--- To do ---
Leave every image out, and return the rest of the data word for word.

--- Stored data entries ---

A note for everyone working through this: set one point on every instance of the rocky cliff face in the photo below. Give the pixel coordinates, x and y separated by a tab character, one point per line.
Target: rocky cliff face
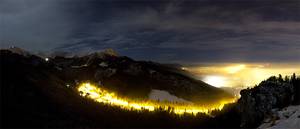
257	103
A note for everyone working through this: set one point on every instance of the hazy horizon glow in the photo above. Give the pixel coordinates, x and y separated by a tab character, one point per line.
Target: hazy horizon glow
241	75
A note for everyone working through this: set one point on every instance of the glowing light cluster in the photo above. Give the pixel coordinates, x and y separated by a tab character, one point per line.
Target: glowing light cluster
103	96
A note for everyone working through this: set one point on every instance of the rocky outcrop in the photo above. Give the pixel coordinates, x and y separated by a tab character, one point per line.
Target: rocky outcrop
257	103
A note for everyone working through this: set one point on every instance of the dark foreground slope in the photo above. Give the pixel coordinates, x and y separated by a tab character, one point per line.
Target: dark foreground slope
34	93
136	78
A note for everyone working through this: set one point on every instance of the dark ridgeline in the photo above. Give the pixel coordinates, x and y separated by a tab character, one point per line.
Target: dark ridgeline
34	94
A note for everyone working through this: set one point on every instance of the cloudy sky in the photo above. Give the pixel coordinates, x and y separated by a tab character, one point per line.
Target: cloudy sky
160	30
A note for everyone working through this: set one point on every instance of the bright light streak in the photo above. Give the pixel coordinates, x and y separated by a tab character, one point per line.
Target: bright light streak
216	81
242	75
235	69
103	96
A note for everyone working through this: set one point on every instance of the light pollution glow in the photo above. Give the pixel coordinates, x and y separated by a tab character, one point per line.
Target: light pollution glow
241	75
103	96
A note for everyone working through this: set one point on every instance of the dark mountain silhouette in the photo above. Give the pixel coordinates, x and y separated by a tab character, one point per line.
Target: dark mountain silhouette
41	93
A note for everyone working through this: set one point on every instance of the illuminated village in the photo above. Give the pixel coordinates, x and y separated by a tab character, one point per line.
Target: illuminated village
102	96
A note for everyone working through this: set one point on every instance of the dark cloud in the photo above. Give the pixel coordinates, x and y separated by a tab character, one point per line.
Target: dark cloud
161	30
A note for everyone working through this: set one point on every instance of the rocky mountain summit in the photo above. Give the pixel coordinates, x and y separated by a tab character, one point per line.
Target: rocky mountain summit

--- Output for this task ---
A note for everyone working through this: set one point on every instance of the rocky cliff face in the photo below. Give the pixel coordinates, x and y separated by a tab character, one point per line.
Target: rocky cliff face
257	103
A note for everyone working through this: set one point on every instance of the hazy horizon glow in the photo above. Give the pixel coordinates, x and y separated by a tab character, one point per line.
Target: hazy horizon glow
241	75
A note for everyone working through this: set one point on every instance of the glowing light cluster in the photo above. Give the pixel coordinates, x and y separated by a tab character, one point per line.
Target: glowing light cluster
103	96
A note for everyone working through this: set one point on every instance of the rocky outcrop in the photo above. Give the pixel coordinates, x and y separated by a tab character, one point per line.
Target: rocky outcrop
257	103
A note for everyone working through this: set one point on every instance of the dark foreground slope in the photo above. Give the pixel coordinates, x and y separated by a tab character, one point per line.
Target: dark foreground slope
34	93
136	78
A note for everyone working through this: set one point on every instance of the dark ridgeline in the photo above. Give the pixel coordinates, x and y separated by a tab character, one point per line.
Target: dark ridgeline
34	94
A note for everyone working through this: set one point on every instance of the cloudy sky in the photo above. Give the pixel coordinates, x and y separated by a tab character, one point per line.
Target: cloudy sky
160	30
A note for everyone working through this: set one point on every instance of the bright light streak in the photo above. Give the pixel coordinates, x and y separated by a tab character, one point per line.
Target: bright light streak
216	81
242	75
235	69
103	96
A note for everyone working through this: set one point on every instance of the light pollution glow in the photo above. Give the pixel coordinates, x and y separated by a tab character, one point per line.
Target: light pollution glow
241	75
103	96
A note for everyone working through this: set one point on every instance of the dark mountain silhouette in the photo above. Give the pixel coordinates, x and y separated by a tab character, one point per line.
Target: dark mountain silhouette
41	93
A note for everyone working through this: set one point on every instance of the illuminated village in the photo above. Give the pixel coordinates, x and y separated by a tab character, one point per line.
Target: illuminated village
102	96
A note for everyone working through this: set one point on every instance of the dark cloud in the photo above. Give the pixel coordinates, x and y separated by a tab character, one point per line.
Target: dark cloud
161	30
A note for everyone working through this: set one point on every instance of the rocky mountain summit in the photo above. Give the pixel coordinates, x and y separated by a tab character, one point per line.
Target: rocky mountain summit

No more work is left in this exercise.